### Task requirements
Transcribe exactly each line of the entries, from the opening line to the line with "Category: ring on finger", with both of those lines included.

== Given information

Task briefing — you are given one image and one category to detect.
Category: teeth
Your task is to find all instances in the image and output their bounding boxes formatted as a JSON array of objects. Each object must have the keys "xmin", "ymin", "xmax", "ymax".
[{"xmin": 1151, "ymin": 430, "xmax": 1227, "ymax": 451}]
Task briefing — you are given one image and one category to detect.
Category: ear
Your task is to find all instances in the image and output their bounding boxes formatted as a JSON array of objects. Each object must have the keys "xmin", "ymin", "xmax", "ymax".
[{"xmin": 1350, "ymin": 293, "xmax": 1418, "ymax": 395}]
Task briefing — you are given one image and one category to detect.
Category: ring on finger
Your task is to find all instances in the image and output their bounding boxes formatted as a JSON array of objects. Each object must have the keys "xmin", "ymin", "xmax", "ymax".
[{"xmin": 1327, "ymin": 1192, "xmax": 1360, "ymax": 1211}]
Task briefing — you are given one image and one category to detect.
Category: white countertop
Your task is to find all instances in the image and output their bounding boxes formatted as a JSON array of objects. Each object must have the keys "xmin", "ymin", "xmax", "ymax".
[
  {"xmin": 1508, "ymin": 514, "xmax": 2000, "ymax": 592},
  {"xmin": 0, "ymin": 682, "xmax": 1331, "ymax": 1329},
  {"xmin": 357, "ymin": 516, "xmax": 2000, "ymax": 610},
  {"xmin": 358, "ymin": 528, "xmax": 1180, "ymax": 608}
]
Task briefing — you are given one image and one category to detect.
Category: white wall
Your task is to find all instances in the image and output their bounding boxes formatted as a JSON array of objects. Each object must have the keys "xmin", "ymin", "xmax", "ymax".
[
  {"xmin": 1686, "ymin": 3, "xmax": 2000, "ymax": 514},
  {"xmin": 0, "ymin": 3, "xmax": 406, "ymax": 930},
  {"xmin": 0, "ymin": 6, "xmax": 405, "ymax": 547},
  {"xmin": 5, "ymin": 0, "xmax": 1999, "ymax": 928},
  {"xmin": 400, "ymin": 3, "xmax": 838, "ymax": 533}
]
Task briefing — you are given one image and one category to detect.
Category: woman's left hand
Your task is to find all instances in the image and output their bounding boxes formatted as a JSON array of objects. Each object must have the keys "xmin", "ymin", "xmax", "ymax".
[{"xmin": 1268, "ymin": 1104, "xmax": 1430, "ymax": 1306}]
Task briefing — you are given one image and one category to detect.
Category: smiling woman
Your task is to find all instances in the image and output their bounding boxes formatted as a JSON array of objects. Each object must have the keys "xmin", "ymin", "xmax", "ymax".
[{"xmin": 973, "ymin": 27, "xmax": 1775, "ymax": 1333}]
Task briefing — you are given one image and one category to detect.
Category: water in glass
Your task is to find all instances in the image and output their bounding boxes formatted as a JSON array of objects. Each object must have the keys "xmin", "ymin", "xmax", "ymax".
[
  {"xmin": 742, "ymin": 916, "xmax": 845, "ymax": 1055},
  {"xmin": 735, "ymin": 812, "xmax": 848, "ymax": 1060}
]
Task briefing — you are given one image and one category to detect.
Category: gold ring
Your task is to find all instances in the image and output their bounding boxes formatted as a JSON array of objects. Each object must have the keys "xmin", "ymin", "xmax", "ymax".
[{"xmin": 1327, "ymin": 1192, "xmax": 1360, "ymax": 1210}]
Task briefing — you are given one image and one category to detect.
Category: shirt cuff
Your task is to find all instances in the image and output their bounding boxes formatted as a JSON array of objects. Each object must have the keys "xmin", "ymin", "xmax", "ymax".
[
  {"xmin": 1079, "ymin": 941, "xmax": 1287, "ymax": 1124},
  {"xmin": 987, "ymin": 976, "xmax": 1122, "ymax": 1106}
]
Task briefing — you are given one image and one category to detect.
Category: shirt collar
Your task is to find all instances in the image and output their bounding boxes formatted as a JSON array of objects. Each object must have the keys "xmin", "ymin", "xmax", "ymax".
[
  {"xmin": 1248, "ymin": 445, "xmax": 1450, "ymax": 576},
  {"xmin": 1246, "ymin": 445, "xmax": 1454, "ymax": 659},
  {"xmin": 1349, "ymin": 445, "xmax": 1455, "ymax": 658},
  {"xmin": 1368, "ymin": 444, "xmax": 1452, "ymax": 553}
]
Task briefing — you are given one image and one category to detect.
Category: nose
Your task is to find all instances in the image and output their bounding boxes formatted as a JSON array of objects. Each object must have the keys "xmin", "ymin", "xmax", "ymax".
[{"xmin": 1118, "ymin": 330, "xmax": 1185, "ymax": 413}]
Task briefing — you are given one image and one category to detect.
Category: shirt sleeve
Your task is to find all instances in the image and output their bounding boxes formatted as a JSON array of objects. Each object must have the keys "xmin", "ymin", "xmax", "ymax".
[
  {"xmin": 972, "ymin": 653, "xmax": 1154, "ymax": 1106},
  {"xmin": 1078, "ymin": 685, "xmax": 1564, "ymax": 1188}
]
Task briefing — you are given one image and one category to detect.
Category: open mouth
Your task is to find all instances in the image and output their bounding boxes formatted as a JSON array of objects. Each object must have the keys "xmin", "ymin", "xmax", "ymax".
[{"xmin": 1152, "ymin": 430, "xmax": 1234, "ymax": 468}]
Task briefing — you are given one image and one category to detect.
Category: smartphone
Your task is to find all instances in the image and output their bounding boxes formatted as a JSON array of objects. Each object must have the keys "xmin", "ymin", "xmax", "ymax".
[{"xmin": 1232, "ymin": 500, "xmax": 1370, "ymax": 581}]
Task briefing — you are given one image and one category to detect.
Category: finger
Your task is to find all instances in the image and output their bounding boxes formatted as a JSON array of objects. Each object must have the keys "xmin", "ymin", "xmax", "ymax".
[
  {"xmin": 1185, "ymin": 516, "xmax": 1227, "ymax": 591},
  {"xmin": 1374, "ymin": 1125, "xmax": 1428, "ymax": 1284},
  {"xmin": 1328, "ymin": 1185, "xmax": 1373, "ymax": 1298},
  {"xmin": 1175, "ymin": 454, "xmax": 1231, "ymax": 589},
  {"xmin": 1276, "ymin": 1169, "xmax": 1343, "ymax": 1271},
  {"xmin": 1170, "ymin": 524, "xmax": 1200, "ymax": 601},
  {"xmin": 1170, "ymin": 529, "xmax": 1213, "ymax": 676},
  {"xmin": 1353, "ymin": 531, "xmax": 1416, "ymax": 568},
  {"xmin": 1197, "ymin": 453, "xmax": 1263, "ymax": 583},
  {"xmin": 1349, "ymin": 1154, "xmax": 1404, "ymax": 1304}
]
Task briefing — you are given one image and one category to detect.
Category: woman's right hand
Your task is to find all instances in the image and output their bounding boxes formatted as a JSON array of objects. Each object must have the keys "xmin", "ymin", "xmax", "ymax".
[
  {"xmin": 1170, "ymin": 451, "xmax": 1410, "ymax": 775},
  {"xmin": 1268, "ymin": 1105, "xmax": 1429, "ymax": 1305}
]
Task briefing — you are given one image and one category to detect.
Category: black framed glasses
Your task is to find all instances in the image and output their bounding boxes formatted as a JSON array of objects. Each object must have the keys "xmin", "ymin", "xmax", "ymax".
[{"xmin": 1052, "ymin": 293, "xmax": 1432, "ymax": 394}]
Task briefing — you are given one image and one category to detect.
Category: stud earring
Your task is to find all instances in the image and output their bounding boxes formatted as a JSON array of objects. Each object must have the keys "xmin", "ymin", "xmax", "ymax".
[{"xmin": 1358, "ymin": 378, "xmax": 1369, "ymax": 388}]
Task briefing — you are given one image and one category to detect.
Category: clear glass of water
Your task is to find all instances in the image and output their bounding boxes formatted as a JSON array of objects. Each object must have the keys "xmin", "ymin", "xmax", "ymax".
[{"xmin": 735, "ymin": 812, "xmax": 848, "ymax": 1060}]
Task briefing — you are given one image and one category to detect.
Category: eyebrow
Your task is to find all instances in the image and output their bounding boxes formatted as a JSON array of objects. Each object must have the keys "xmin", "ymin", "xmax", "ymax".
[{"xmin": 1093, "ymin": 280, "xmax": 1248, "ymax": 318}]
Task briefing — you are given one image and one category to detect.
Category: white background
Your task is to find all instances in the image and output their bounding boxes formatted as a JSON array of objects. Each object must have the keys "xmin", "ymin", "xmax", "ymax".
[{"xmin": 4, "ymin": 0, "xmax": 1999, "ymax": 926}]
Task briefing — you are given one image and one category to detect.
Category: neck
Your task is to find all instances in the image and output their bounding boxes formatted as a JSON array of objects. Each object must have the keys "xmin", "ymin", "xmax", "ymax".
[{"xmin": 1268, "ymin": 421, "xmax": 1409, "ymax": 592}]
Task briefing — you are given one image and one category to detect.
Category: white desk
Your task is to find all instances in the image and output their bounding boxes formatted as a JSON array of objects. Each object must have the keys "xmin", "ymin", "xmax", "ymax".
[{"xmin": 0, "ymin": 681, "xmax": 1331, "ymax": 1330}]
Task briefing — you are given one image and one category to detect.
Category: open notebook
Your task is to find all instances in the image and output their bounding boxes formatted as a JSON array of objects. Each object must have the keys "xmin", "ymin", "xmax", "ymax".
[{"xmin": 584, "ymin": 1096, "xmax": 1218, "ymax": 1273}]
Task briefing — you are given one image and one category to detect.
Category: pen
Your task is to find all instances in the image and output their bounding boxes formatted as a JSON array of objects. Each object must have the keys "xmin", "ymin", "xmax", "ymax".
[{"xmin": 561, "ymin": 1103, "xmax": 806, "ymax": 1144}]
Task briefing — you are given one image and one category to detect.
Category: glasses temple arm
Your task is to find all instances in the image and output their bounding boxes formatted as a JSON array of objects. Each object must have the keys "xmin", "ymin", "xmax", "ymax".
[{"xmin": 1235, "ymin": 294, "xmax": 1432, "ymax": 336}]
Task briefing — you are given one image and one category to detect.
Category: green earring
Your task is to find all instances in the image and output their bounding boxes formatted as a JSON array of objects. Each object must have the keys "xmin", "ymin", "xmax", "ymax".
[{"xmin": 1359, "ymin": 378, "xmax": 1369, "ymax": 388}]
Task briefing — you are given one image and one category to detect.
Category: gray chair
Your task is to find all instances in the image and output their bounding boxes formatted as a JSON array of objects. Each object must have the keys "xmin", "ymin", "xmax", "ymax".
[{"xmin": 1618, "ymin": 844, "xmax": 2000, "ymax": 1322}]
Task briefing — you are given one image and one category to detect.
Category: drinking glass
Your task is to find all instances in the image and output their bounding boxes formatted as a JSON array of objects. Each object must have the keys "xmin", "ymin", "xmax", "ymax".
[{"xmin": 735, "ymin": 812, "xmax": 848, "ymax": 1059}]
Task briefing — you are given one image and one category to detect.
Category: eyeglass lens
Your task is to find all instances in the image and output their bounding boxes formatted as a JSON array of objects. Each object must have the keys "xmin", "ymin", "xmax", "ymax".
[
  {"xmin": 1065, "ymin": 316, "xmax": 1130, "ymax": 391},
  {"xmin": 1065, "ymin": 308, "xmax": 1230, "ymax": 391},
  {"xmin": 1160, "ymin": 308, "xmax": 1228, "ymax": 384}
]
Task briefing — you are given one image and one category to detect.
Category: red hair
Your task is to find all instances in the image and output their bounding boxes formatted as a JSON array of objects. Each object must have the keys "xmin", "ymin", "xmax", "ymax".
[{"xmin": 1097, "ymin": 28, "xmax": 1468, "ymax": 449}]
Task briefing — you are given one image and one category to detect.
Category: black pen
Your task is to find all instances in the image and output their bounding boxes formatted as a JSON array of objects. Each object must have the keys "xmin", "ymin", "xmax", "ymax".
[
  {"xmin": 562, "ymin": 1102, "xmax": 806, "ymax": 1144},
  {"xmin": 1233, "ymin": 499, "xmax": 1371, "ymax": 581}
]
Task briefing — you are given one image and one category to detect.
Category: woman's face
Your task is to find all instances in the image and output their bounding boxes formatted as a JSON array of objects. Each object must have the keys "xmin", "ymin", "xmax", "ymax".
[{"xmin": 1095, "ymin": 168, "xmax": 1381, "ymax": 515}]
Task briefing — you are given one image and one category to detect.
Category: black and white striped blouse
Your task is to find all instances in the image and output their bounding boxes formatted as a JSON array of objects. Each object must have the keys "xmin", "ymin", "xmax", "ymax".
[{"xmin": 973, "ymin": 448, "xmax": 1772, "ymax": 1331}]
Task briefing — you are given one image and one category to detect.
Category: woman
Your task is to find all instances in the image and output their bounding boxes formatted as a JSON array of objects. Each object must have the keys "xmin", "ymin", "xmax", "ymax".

====

### Answer to this task
Task briefing — you are given one image and one category to detect.
Category: teeth
Your task is to find all instances in the image and output their bounding boxes formatted as a JSON array of objects. Each object must have the keys "xmin", "ymin", "xmax", "ymax".
[{"xmin": 1151, "ymin": 430, "xmax": 1227, "ymax": 451}]
Task briefing — you are given one image and one category to detect.
Category: ear
Your task is to find all instances in the image and output their bounding boxes formatted as a JSON array of objects. Each object must have the keys "xmin", "ymin", "xmax", "ymax".
[{"xmin": 1350, "ymin": 293, "xmax": 1418, "ymax": 395}]
Task briefing — you are given one image and one category to detect.
Category: ring on finger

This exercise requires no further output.